TEXTO EXTRAÍDO:
+ + + + +
Hablábamos en inglés, lengua que los griegos suelen dominar, pero el significado de su queja era universal: falta algo. No estaba claro si se refería a algo perdido a causa del desarrollo de la modernidad y el capitalismo, o bien a aquello que nuestra actual forma de organización social nos impide alcanzar; que de un vacío se trata resultaba claro. Probablemente, si no ha emigrado ya, aquella joven estudiante se contaba entre los miles de griegos que la noche del pasado domingo enarbolaban, con júbilo y orgullo, la bandera de su país tras el referéndum convocado por su Gobierno preguntando a los ciudadanos por las condiciones propuestas por los acreedores para seguir prestando ayuda financiera a una Grecia que coquetea con la insolvencia. Y quizá su voto, que cabe presumir negativo, responda a razones parecidas a las que me expuso aquel caluroso mediodía en la isla de Corfú.
+ + + + +
TRABAJO PENDIENTE:
• a. En el texto sobre el referéndum griego, ¿en qué idioma hablaban con la joven estudiante?
• b. Sigue escribiendo el texto sobre el referéndum griego a partir de su última oración.

INFORMACIÓN APORTADA:
+ + + + +
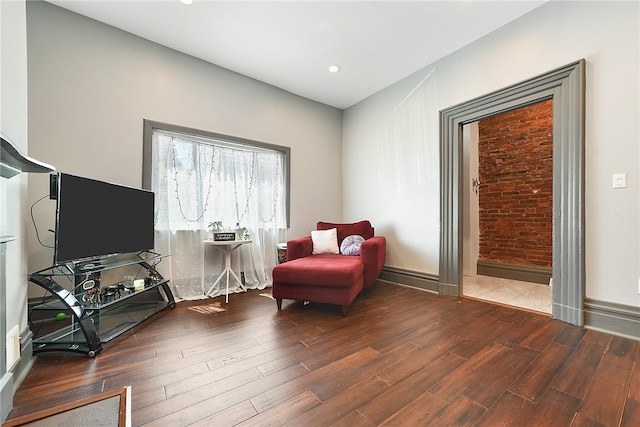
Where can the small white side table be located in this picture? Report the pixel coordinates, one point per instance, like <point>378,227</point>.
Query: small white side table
<point>226,247</point>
+ + + + +
RESULTADOS FINALES:
• a. En inglés.

• b.
Sobre esa indefinición –sobre ese algo– me gustaría hablar, a fin de proporcionar una perspectiva más amplia a la conversación sobre el caso griego. Aun cuando, como es evidente, éste constituye una tentación múltiple para cualquier comentarista, es ingente la cantidad de asuntos relacionados con él que demandan ser analizados en profundidad: el conflicto entre las emociones y la razón, incluido el papel del patriotismo; la correspondiente fuerza de la retórica sentimental sobre las abstracciones razonadas; el uso del referéndum nacional en el marco de un sistema transnacional asentado sobre la cesión parcial de soberanía; el choque entre las ideas de soberanía popular democrática y gobernanza multinivel; la oposición simbólica entre la dignidad ciudadana y las realidades económicas; o el apoyo a Alexis Tsipras de distintos populismos renacionalizadores, incluidos el Frente Nacional de Marine Le Pen y el peronismo argentino. Ya abordamos en este blog el problema de los límites de la política, o la impotencia de la mera voluntad popular para producir realidades a su antojo, con el agravante de que a la interdependencia que vincula de facto unas sociedades con otras en nuestra época se suma, en este caso, una interdependencia política y jurídica que deriva de la común pertenencia a la Unión Europea. En caso contrario, Grecia no tendría más que declarar un default y devaluar su moneda, como ha hecho tantas veces a lo largo de su historia moderna.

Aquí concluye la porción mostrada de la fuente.